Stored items
-------

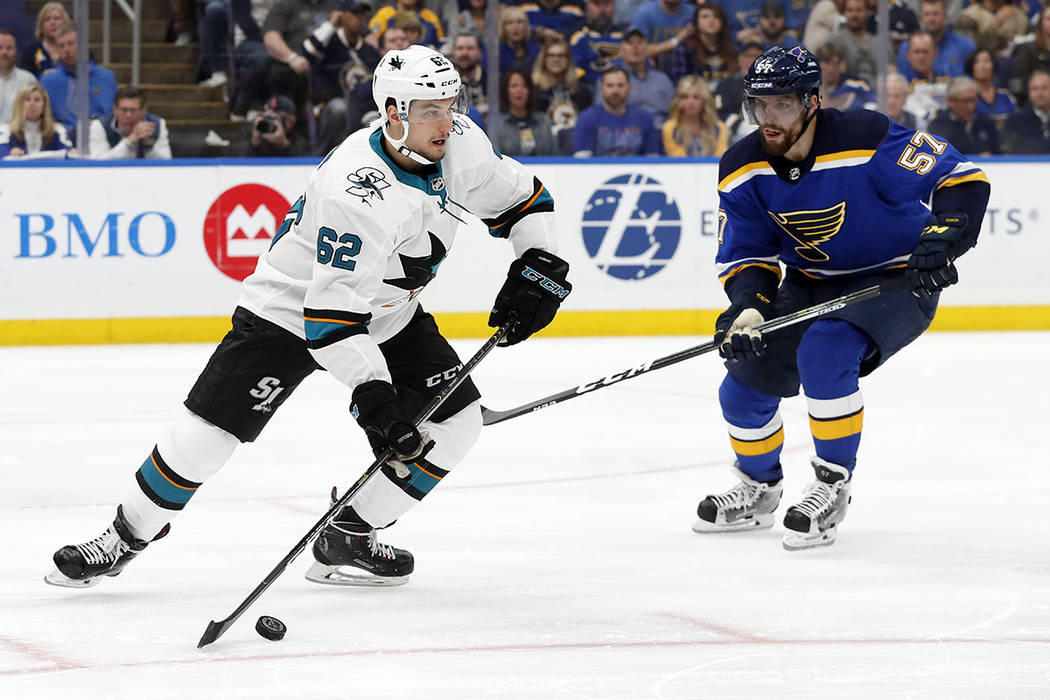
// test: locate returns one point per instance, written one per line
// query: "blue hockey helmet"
(782, 71)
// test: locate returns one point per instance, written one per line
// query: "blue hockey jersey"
(855, 205)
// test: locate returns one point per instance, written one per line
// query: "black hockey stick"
(491, 417)
(215, 630)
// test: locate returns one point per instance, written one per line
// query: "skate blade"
(796, 542)
(332, 575)
(763, 522)
(60, 579)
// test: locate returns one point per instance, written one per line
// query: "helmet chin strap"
(805, 125)
(399, 146)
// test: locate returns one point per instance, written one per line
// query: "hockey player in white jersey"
(337, 290)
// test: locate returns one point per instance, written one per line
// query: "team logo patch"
(631, 227)
(240, 225)
(366, 184)
(812, 229)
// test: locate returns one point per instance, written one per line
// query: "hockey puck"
(270, 628)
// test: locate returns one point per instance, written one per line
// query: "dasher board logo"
(239, 227)
(631, 227)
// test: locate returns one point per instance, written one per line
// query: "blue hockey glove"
(735, 333)
(385, 422)
(931, 267)
(534, 289)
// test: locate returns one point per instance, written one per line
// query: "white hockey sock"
(184, 458)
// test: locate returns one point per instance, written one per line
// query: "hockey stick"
(492, 417)
(215, 630)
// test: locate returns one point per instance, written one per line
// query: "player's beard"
(788, 138)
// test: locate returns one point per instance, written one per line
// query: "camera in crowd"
(268, 124)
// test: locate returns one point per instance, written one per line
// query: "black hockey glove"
(931, 267)
(735, 333)
(386, 423)
(534, 289)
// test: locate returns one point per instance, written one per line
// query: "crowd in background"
(576, 78)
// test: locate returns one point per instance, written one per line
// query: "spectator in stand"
(287, 25)
(1027, 132)
(992, 24)
(824, 19)
(61, 82)
(273, 132)
(927, 91)
(41, 57)
(951, 48)
(466, 58)
(772, 29)
(33, 130)
(651, 89)
(522, 130)
(708, 52)
(552, 18)
(857, 43)
(433, 33)
(729, 92)
(968, 131)
(130, 131)
(839, 90)
(555, 86)
(1031, 56)
(897, 94)
(992, 100)
(340, 68)
(12, 78)
(693, 127)
(665, 24)
(610, 127)
(468, 20)
(597, 42)
(517, 50)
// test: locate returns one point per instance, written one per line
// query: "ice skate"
(814, 521)
(349, 553)
(83, 566)
(747, 506)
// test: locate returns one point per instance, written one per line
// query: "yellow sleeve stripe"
(739, 172)
(842, 155)
(765, 266)
(978, 176)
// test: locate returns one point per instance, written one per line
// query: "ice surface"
(558, 560)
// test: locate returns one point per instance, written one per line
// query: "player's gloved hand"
(735, 332)
(931, 267)
(534, 289)
(387, 425)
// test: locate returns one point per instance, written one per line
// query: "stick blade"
(213, 632)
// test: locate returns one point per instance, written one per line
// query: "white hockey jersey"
(348, 261)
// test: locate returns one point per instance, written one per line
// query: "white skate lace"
(741, 494)
(818, 496)
(103, 549)
(379, 549)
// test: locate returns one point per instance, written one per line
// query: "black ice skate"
(348, 553)
(747, 506)
(814, 521)
(83, 566)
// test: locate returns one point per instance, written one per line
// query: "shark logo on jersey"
(419, 271)
(366, 183)
(631, 227)
(812, 228)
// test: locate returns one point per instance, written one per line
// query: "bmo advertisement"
(132, 253)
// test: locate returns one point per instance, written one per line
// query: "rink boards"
(154, 253)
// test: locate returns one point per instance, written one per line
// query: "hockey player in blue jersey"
(815, 205)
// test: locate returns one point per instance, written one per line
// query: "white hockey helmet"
(417, 72)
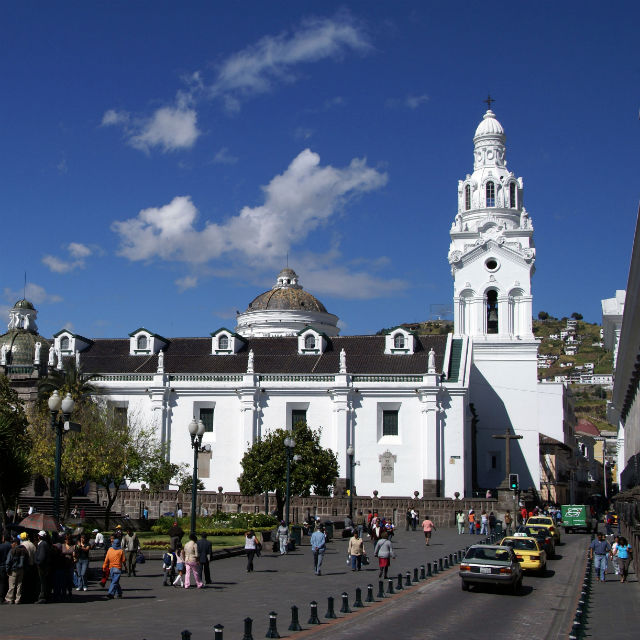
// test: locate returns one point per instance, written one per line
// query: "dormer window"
(490, 191)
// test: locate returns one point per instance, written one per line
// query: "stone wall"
(441, 511)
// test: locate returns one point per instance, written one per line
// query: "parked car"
(491, 564)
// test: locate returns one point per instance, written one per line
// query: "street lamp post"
(196, 431)
(350, 452)
(289, 444)
(58, 421)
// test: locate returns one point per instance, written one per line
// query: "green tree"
(15, 470)
(264, 466)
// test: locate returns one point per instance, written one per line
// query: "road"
(436, 607)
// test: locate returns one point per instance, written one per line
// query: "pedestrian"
(507, 522)
(204, 556)
(356, 551)
(43, 562)
(460, 521)
(175, 535)
(192, 564)
(17, 560)
(384, 552)
(180, 567)
(282, 534)
(428, 527)
(131, 545)
(81, 557)
(598, 551)
(318, 547)
(472, 522)
(252, 547)
(114, 562)
(5, 548)
(625, 554)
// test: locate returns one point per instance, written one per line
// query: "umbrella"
(39, 521)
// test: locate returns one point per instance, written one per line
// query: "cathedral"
(419, 412)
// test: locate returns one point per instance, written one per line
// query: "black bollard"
(331, 612)
(345, 603)
(272, 632)
(369, 597)
(313, 619)
(247, 629)
(295, 623)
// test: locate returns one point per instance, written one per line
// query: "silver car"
(491, 564)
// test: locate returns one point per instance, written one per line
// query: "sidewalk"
(614, 608)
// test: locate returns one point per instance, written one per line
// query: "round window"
(492, 264)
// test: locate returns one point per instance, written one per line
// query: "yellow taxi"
(530, 554)
(545, 521)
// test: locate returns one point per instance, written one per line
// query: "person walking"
(192, 565)
(428, 527)
(624, 553)
(131, 544)
(318, 547)
(460, 521)
(356, 551)
(282, 534)
(384, 552)
(251, 546)
(114, 562)
(598, 551)
(204, 556)
(81, 557)
(16, 563)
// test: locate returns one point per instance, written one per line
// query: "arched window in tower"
(491, 194)
(492, 311)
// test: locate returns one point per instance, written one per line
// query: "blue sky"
(161, 159)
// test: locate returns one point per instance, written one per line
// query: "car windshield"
(487, 553)
(523, 544)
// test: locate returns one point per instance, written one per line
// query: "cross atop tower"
(489, 100)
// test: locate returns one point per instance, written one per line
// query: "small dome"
(489, 126)
(23, 304)
(286, 298)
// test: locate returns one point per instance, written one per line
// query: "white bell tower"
(492, 258)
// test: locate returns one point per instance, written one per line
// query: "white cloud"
(188, 282)
(256, 68)
(171, 128)
(224, 157)
(296, 202)
(34, 293)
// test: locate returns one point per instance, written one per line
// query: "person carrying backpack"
(15, 565)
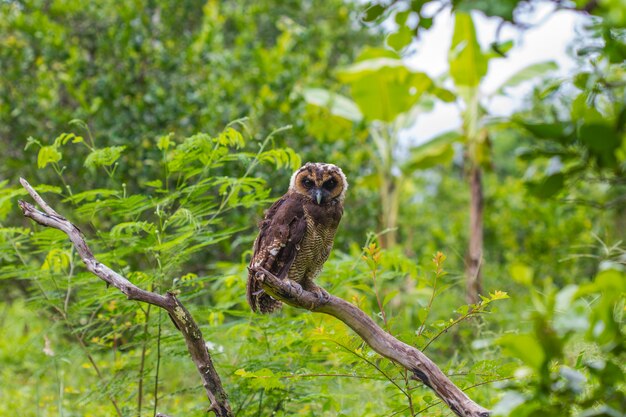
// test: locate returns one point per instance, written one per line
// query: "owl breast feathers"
(296, 235)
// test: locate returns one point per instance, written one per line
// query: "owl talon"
(295, 287)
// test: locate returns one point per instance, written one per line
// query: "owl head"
(320, 182)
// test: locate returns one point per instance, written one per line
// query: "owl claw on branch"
(318, 300)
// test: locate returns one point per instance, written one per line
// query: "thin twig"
(409, 357)
(179, 314)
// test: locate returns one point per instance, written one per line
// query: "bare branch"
(179, 314)
(382, 342)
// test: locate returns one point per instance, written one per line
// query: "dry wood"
(289, 292)
(179, 314)
(382, 342)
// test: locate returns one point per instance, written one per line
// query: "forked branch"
(413, 359)
(179, 314)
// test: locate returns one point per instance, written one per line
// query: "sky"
(546, 40)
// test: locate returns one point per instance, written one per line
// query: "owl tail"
(258, 299)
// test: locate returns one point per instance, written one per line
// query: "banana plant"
(387, 96)
(468, 68)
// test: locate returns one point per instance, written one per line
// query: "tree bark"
(475, 250)
(385, 344)
(180, 315)
(422, 368)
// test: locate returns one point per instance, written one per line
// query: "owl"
(297, 232)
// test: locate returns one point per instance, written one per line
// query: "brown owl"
(296, 235)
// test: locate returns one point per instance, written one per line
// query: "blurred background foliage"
(163, 129)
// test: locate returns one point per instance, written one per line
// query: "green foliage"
(173, 209)
(573, 360)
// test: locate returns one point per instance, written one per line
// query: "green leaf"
(337, 104)
(47, 155)
(373, 12)
(547, 186)
(500, 8)
(525, 347)
(521, 273)
(384, 88)
(400, 39)
(428, 157)
(527, 73)
(558, 131)
(602, 141)
(104, 156)
(468, 65)
(165, 142)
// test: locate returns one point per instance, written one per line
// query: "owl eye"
(330, 184)
(308, 183)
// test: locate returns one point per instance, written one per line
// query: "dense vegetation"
(163, 129)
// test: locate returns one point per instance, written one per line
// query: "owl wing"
(275, 248)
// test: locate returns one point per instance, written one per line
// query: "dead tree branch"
(179, 314)
(413, 359)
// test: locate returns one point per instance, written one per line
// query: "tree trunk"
(389, 211)
(475, 250)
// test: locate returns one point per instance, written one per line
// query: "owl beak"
(318, 196)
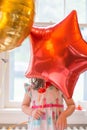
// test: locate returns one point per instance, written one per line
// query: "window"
(47, 11)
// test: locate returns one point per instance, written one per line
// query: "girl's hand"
(61, 123)
(37, 113)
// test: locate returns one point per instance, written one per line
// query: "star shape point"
(59, 54)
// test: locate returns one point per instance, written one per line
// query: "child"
(43, 103)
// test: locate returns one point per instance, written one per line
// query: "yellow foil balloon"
(16, 19)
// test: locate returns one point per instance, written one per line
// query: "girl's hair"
(36, 83)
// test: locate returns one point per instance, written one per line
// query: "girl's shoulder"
(28, 89)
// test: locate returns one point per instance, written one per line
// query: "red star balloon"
(59, 54)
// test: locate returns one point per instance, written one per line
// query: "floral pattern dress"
(51, 102)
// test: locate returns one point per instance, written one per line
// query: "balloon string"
(64, 8)
(5, 68)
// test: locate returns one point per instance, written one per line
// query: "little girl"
(43, 103)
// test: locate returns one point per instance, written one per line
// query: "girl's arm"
(62, 120)
(35, 113)
(26, 105)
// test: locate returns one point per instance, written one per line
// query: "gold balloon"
(16, 19)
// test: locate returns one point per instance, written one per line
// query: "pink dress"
(51, 102)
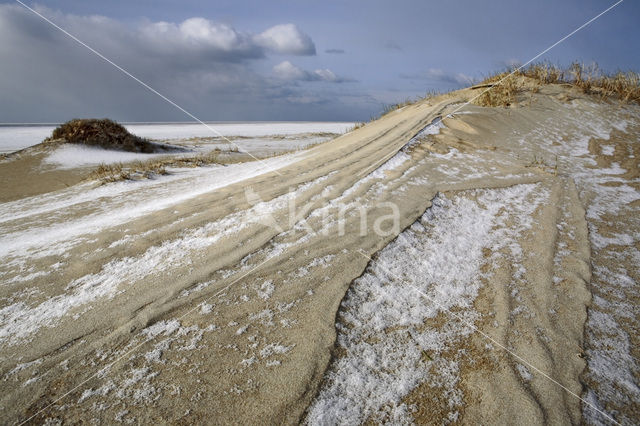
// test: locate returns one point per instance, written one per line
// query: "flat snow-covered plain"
(14, 138)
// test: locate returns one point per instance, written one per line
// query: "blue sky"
(283, 60)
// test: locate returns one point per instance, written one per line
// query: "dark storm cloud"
(288, 72)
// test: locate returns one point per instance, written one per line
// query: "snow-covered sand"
(213, 292)
(13, 138)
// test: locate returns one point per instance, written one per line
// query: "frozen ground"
(13, 138)
(213, 292)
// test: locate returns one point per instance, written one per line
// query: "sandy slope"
(196, 299)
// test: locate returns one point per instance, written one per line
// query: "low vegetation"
(502, 88)
(104, 133)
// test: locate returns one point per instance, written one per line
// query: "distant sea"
(14, 137)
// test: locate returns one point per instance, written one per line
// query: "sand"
(196, 299)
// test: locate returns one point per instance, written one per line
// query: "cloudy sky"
(282, 59)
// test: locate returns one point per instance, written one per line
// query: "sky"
(283, 60)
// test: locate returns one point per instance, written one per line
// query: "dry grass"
(147, 169)
(502, 92)
(505, 86)
(104, 133)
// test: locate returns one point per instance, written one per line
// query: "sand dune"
(446, 263)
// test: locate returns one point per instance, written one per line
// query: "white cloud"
(287, 71)
(436, 74)
(286, 38)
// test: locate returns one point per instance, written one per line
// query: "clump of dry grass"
(117, 172)
(104, 133)
(147, 169)
(502, 92)
(505, 86)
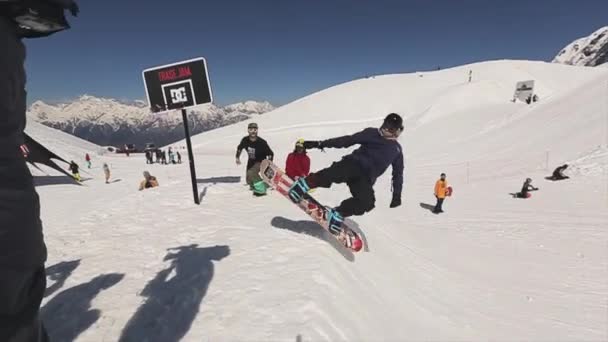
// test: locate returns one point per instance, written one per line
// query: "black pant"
(21, 292)
(350, 172)
(22, 249)
(438, 208)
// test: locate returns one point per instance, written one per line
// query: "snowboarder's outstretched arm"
(269, 154)
(397, 181)
(340, 142)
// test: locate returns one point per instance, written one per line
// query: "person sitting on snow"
(378, 149)
(298, 163)
(148, 182)
(558, 173)
(525, 189)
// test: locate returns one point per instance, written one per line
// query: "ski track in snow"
(152, 266)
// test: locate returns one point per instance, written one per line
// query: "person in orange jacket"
(298, 162)
(441, 187)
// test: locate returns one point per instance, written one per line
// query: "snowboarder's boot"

-------

*What the exercise asks*
Copy out every line of the rows above that contains the word "foliage", treating uppercase and lowercase as different.

*Full answer*
// query: "blurred background foliage"
// query: "green foliage"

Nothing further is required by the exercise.